- [Objective]:
All of the data below must be repeated exactly.

- [Data]:
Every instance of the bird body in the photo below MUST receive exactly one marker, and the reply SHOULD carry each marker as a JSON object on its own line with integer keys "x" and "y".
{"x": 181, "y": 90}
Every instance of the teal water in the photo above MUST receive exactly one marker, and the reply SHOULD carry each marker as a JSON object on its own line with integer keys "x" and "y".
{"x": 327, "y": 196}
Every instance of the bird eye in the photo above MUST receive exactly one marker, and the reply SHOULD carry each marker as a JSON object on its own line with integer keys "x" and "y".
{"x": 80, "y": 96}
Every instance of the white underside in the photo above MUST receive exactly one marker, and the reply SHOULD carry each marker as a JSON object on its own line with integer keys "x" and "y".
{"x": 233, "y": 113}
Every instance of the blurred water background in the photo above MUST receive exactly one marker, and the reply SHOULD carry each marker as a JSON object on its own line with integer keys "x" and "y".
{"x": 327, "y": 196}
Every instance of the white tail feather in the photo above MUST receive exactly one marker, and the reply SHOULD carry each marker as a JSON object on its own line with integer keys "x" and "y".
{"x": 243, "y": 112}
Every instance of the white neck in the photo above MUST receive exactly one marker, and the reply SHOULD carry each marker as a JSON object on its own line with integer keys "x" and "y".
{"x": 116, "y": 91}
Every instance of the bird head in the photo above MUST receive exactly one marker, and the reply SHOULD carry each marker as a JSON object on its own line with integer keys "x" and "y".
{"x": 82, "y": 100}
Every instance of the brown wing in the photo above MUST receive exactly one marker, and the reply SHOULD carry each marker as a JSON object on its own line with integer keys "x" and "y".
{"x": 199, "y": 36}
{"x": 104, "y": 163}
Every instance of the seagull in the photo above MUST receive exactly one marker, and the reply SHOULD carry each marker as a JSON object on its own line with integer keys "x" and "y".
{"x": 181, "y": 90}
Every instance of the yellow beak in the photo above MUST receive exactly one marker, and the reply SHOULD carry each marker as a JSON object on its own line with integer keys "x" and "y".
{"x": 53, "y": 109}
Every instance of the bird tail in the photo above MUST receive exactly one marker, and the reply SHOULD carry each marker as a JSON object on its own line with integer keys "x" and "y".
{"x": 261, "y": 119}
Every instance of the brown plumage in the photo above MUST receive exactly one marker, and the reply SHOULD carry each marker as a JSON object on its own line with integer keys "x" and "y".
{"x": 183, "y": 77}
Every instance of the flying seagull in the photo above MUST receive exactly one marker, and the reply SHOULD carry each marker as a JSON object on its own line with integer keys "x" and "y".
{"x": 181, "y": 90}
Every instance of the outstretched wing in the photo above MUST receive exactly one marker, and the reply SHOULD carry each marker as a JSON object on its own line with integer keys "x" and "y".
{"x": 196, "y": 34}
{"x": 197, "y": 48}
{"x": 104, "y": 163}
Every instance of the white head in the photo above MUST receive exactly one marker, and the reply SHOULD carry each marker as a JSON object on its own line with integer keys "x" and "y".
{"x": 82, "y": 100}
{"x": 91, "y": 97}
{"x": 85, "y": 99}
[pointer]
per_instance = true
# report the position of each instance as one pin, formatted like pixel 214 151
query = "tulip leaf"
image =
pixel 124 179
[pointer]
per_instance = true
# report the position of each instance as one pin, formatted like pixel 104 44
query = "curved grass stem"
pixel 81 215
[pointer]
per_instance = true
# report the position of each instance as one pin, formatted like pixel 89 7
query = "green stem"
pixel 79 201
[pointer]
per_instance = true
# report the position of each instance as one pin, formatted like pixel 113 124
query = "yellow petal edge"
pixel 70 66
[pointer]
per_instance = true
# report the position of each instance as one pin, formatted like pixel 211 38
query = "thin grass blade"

- [Answer to the exercise]:
Every instance of the bird body in the photo below MUST receive exactly one marker, and the reply SHOULD carry each marker as a JSON object on its own line with integer keys "x" and "y".
{"x": 181, "y": 90}
Every instance of the teal water in the photo above MUST receive exactly one marker, and the reply SHOULD carry each marker as a JSON object on its own line with integer keys "x" and "y".
{"x": 327, "y": 196}
Every instance of the bird eye in the photo above MUST receive exactly one marker, and the reply SHOULD carry each marker as a JSON object on its own line with integer keys "x" and "y".
{"x": 80, "y": 96}
Every instance of the white underside in the photo above MUST receive exactly one marker, and the reply SHOULD carry each marker as a JSON object on its own line with integer keys "x" and "y".
{"x": 233, "y": 113}
Every instance of the blurred water background in the photo above MUST receive exactly one marker, and the reply SHOULD carry each marker as a JSON object on its own line with integer keys "x" and "y".
{"x": 327, "y": 196}
Every instance of the white tail feather in the photo above MUST receive exactly one marker, and the reply SHOULD carry each marker as a JSON object on its own line with integer keys "x" and "y".
{"x": 243, "y": 112}
Every instance of the white neck in the photo above MUST receive exactly one marker, and the reply SHOULD carry each marker as a JSON object on its own line with integer keys "x" and "y".
{"x": 116, "y": 91}
Every instance of the bird head in the photo above MUST receive exactly one marker, and the reply SHOULD carry each marker as a JSON object on its own line with integer keys "x" and "y".
{"x": 82, "y": 100}
Every instance of the brown wing in the photo above MUST receive exactly one marker, and the reply SHOULD carry each marker as a JSON object on its own line with integer keys "x" and "y".
{"x": 199, "y": 36}
{"x": 104, "y": 163}
Every instance of the seagull in the photo above MUST receive exactly one marker, and the reply SHOULD carry each marker as a JSON object on its own line with integer keys "x" and "y".
{"x": 181, "y": 90}
Every instance of the yellow beak in the photo above MUST receive exactly one marker, and the reply SHOULD carry each marker as a JSON object on its own line with integer keys "x" and "y".
{"x": 53, "y": 109}
Every instance of the bird tail in the photo above MUST receive exactly one marker, and the reply SHOULD carry each marker as a JSON object on its own line with integer keys "x" and "y".
{"x": 261, "y": 119}
Every instance of the brown plumage in the photo above MUST receive exactly one marker, and the reply SHOULD carry each marker as a JSON object on its own line with integer keys "x" and "y".
{"x": 183, "y": 77}
Every instance of the flying seagull in the photo above MUST receive exactly one marker, and the reply SHOULD carry each marker as a JSON object on its own line with integer keys "x" and "y".
{"x": 181, "y": 90}
Every instance of the outstretched wing in the photo above MUST receive exactly one marker, and the reply SHOULD carry each marker as a JSON object on its own line with integer keys "x" and "y".
{"x": 196, "y": 34}
{"x": 197, "y": 48}
{"x": 104, "y": 163}
Every instance of the white head in the photo above MUST receive exactly one marker, and the reply SHOULD carry each marker as a JSON object on its own line with integer keys "x" and "y".
{"x": 82, "y": 100}
{"x": 91, "y": 97}
{"x": 85, "y": 99}
[pointer]
per_instance = true
# report the position of each instance as one pin, formatted like pixel 214 151
query = "tulip leaf"
image =
pixel 124 179
[pointer]
per_instance = true
# report the position of each instance as one pin, formatted like pixel 104 44
query = "curved grass stem"
pixel 81 215
[pointer]
per_instance = true
# report the position of each instance as one pin, formatted like pixel 89 7
query = "green stem"
pixel 79 201
[pointer]
per_instance = true
# report the position of each instance as one pin, formatted like pixel 113 124
query = "yellow petal edge"
pixel 70 66
[pointer]
per_instance = true
# report the position of each instance as one pin, formatted like pixel 211 38
query = "thin grass blade"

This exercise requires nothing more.